#### Supplied information

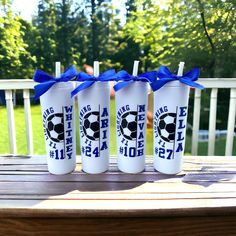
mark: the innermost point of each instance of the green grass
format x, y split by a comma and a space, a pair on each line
39, 145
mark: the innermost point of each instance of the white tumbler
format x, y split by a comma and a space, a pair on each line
169, 126
94, 118
131, 119
59, 128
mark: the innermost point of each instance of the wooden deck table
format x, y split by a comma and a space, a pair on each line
199, 201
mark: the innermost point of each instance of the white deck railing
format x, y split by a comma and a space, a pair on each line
214, 84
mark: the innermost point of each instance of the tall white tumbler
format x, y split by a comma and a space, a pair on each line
94, 118
59, 127
169, 125
131, 119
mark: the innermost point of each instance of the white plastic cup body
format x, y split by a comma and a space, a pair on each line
94, 118
59, 128
131, 117
169, 126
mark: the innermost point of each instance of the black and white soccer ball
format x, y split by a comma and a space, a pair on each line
166, 126
91, 125
55, 127
128, 126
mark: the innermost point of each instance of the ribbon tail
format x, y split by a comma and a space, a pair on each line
69, 74
40, 89
122, 84
81, 87
191, 83
41, 77
164, 72
160, 83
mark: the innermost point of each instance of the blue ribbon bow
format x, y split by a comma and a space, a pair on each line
165, 76
124, 79
46, 81
89, 80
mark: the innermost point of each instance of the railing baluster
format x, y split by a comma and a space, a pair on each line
28, 121
196, 121
231, 123
11, 121
212, 122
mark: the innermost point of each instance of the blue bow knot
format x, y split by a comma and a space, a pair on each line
46, 81
89, 80
166, 76
124, 79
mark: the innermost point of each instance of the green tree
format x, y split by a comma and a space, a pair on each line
45, 36
200, 32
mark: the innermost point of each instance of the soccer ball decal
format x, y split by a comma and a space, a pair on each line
91, 125
128, 125
166, 127
55, 127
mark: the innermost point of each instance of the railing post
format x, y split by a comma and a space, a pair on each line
212, 122
231, 123
28, 121
11, 121
196, 121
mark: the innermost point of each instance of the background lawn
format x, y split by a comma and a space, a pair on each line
39, 146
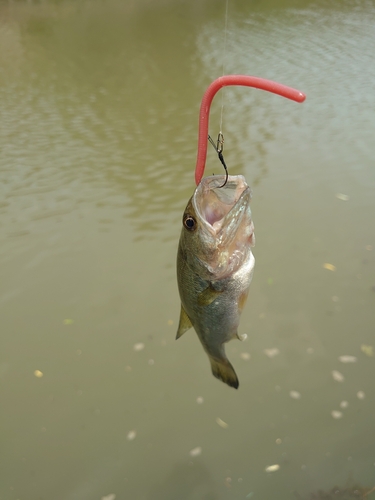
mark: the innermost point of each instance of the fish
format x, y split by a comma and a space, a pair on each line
215, 266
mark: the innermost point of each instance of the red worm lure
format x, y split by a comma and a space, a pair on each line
224, 81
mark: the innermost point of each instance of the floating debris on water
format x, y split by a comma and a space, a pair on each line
271, 353
336, 414
272, 468
342, 197
339, 377
295, 395
245, 356
222, 424
131, 435
354, 492
347, 359
330, 267
368, 350
195, 452
111, 496
361, 395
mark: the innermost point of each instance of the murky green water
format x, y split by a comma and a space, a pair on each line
98, 124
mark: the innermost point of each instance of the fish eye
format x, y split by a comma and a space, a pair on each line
189, 222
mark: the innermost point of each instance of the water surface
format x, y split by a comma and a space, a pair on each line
98, 127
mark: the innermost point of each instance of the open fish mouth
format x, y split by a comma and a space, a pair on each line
218, 206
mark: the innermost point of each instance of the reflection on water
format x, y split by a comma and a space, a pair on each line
98, 129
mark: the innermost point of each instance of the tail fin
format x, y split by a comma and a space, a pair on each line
224, 371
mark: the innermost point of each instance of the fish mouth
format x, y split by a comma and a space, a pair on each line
218, 207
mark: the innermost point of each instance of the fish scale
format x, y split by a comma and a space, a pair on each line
215, 266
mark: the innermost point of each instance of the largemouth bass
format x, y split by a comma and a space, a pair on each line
215, 266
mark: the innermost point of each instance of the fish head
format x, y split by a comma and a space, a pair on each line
218, 231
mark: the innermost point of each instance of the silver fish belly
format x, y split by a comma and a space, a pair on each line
215, 266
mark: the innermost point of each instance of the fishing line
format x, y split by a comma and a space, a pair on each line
219, 146
223, 68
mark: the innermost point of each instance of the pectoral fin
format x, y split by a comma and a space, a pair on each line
184, 323
208, 295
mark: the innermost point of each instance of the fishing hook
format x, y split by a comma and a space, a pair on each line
223, 81
219, 150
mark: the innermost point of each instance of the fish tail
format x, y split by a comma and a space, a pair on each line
224, 371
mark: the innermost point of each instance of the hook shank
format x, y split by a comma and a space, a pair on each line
214, 87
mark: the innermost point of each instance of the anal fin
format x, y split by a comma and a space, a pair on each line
184, 324
224, 371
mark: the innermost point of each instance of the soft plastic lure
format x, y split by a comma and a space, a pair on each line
224, 81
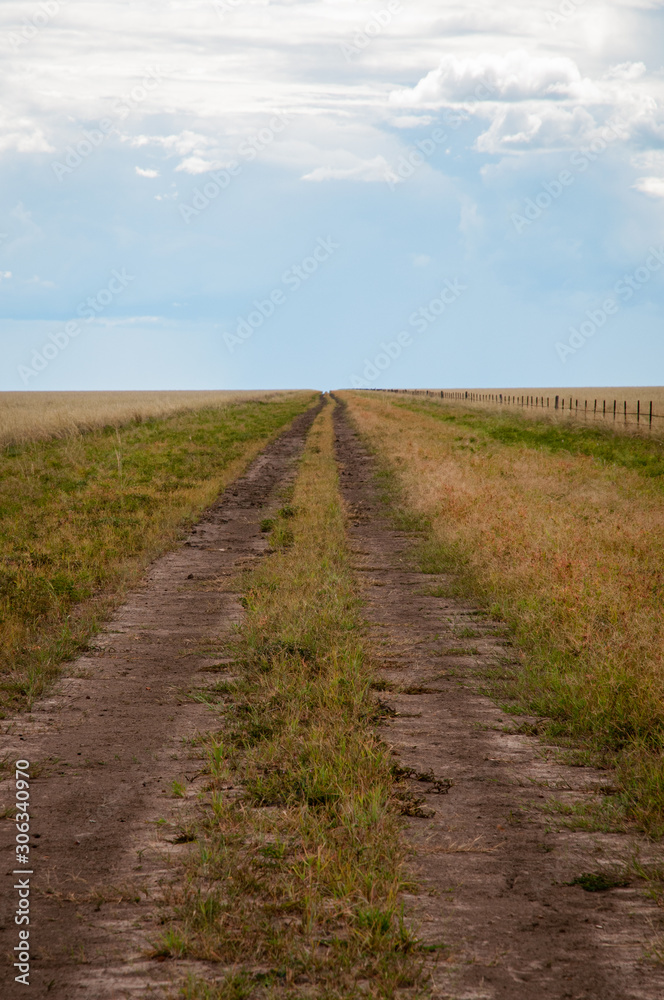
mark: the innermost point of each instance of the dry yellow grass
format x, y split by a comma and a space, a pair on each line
586, 405
26, 416
569, 550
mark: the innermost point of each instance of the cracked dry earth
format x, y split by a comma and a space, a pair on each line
494, 867
111, 740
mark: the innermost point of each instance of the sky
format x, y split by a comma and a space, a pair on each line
243, 194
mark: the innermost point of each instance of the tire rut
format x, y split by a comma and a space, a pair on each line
110, 740
494, 867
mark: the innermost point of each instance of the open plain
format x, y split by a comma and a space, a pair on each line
342, 741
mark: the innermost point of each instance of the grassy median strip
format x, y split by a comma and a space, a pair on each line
295, 885
560, 533
81, 516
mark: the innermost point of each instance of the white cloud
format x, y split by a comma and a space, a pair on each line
516, 76
21, 135
353, 169
199, 165
410, 121
653, 186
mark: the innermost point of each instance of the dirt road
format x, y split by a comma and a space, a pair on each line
495, 866
115, 771
108, 744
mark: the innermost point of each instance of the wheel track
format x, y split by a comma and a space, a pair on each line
493, 875
110, 739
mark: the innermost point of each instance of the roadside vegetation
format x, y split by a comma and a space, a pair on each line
558, 531
31, 416
293, 887
82, 515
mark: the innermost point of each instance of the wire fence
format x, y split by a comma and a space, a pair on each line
618, 411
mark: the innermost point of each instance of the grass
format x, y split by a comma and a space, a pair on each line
81, 516
295, 886
589, 406
559, 532
31, 416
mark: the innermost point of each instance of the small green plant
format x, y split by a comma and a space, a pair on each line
599, 881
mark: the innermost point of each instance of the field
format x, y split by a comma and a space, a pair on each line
560, 532
340, 697
82, 513
595, 405
26, 416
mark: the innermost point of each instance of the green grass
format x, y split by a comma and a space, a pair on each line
80, 517
558, 533
642, 454
296, 884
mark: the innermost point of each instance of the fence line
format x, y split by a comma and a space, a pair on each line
559, 404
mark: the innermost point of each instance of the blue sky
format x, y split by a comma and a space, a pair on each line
249, 194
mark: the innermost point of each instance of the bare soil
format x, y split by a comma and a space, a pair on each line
494, 865
109, 742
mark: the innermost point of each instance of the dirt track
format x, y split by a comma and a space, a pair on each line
109, 741
494, 866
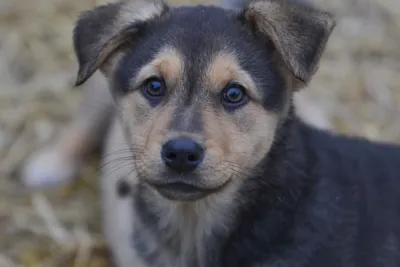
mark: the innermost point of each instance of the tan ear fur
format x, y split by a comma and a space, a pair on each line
298, 31
100, 31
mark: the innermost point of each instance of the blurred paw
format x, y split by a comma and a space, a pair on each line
48, 167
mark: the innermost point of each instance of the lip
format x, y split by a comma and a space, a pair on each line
181, 191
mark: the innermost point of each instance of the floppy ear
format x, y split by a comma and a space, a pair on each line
101, 31
298, 32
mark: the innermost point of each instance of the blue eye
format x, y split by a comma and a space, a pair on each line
154, 87
234, 96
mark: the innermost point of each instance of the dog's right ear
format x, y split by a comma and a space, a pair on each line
101, 31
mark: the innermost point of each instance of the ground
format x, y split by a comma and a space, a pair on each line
358, 86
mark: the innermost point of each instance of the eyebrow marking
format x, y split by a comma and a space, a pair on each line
167, 64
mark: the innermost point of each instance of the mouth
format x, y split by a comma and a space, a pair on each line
180, 191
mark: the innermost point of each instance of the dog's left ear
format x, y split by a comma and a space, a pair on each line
101, 31
298, 32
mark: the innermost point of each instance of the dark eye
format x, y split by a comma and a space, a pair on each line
154, 89
234, 96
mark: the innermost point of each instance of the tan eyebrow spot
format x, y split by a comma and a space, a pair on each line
225, 68
168, 64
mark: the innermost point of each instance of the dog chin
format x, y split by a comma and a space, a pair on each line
183, 191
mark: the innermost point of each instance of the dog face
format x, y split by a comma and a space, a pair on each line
201, 90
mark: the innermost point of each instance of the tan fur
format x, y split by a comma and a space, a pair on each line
117, 30
283, 22
235, 141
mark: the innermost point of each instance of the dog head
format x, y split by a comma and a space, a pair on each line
201, 90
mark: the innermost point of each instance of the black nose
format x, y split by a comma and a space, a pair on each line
182, 154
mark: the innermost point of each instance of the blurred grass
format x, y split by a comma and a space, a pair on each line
358, 85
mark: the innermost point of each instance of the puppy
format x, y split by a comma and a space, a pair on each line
210, 164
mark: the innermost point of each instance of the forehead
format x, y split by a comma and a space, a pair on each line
200, 34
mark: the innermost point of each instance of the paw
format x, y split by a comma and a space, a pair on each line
48, 167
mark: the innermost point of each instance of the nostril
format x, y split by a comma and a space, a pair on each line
171, 155
193, 158
182, 154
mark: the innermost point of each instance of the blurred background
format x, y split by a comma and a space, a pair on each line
356, 92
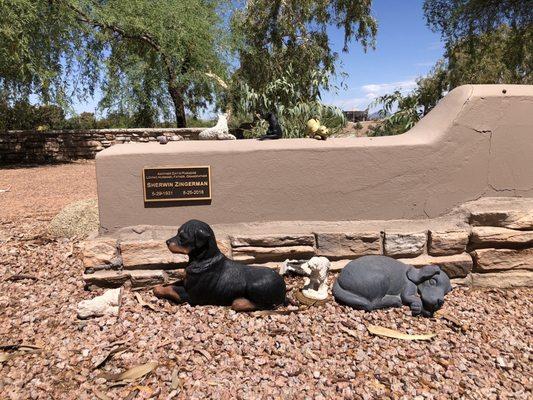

########

> Description of the task:
Looking at the data above, work out how many lines contain "ball" and answer with the figure only.

> Task output:
2